- SET PROBLEM: Count the lines in the material below that contain the string "FROM", where case matters, and reply with the number alone.

- THE INPUT:
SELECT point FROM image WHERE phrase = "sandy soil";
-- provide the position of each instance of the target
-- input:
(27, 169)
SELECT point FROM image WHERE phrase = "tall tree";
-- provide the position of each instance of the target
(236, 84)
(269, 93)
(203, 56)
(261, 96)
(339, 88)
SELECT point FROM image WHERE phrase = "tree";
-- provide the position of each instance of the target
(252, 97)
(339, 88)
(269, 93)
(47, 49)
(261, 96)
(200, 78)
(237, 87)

--

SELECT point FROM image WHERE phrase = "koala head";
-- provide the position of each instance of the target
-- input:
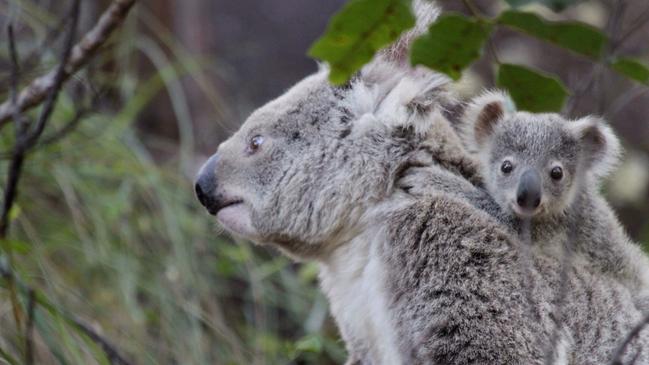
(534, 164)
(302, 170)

- COMPLETE OUTPUT: 4